**DIRECTIVES**:
[1] Translate this sentence from the C++ forum post into Spanish: "The second half is outputting that number backwards with no leading zeroes."
[2] Print everything in the C++ forum post from "C++ Turning Character" down to "C++ programming here.".

**EXTRACT TO READ**:
● ● ● ●
C++ Turning Character types into int type

So I read and was taught that subtracting '0' from my given character turns it into an int, however my Visual Studio isn't recognizing that here, saying a value of type "const char*" cannot be used to initialize an entity of type int in C++ programming here.
bigint::bigint(const char* number) : bigint() {
int number1 = number - '0'; // error code
for (int i = 0; number1 != 0 ; ++i)
{
digits[i] = number1 % 10;
number1 /= 10;
digits[i] = number1;
}
}
The goal of the first half is to simply turn the given number into a type int. The second half is outputting that number backwards with no leading zeroes. Please note this function is apart of the class declared given in a header file here:
class bigint {
public:
static const int MAX_DIGITS = 50;
private:
int digits[MAX_DIGITS];
public:
// constructors
bigint();
bigint(int number);
bigint(const char * number);
}
Is there any way to convert the char parameter to an int so I can then output an int? Without using the std library or strlen, since I know there is a way to use the '0' char but I can't seem to be doing it right.
● ● ● ●
**DATASET CONTENT**:
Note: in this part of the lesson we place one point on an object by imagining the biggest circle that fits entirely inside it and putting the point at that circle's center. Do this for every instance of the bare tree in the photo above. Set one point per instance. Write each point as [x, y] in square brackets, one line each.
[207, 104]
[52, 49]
● ● ● ●
**THE ANSWERS**:
[1] La segunda mitad consiste en mostrar ese número al revés, sin ceros a la izquierda.

[2]
C++ Turning Character types into int type

So I read and was taught that subtracting '0' from my given character turns it into an int, however my Visual Studio isn't recognizing that here, saying a value of type "const char*" cannot be used to initialize an entity of type int in C++ programming here.